### Supplied entries
- - - -
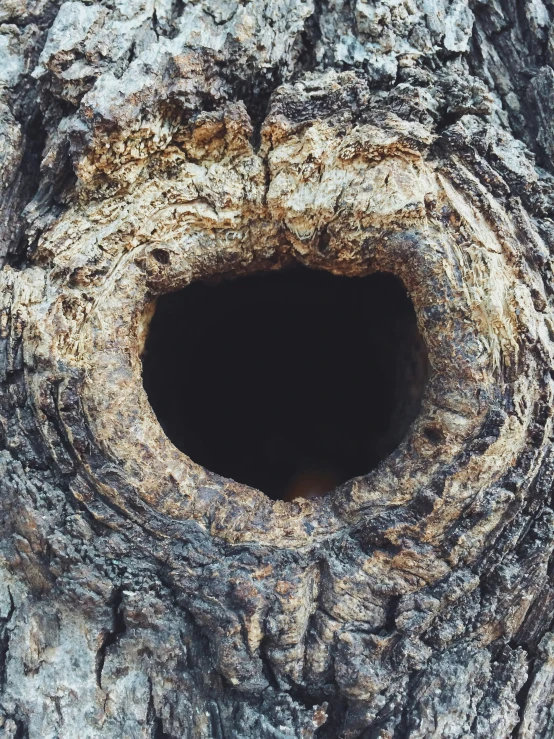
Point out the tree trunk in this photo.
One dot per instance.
(152, 144)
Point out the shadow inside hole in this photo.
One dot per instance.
(291, 382)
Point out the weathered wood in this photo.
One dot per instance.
(146, 145)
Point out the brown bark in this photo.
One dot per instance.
(152, 145)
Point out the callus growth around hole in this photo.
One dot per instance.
(291, 382)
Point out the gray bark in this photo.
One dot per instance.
(148, 144)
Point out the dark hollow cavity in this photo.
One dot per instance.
(291, 382)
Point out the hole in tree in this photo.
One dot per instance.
(291, 382)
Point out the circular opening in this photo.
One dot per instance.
(291, 382)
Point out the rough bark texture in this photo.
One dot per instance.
(148, 143)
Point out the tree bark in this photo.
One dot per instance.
(145, 145)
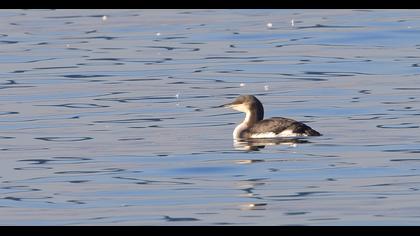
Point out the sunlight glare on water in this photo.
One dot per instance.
(112, 117)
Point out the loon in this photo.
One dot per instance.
(254, 125)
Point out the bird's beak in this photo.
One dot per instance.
(227, 105)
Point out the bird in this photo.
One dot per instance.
(255, 126)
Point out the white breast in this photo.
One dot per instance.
(285, 133)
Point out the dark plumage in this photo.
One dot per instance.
(254, 123)
(279, 124)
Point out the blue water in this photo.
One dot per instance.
(113, 122)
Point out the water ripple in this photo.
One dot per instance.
(64, 139)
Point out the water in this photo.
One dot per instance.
(112, 120)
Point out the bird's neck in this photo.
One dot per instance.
(250, 119)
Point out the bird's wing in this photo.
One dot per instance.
(275, 125)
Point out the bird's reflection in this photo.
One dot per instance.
(260, 143)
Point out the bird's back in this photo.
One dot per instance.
(279, 127)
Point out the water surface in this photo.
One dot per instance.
(113, 122)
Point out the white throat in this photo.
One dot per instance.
(237, 132)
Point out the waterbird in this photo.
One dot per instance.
(254, 125)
- - - -
### Problem to work on
Across the entries above, find the lines with the string "dark" and copy them.

### Result of the exercise
Point out the dark hollow cavity in this photo.
Point out the dark plumage in this photo.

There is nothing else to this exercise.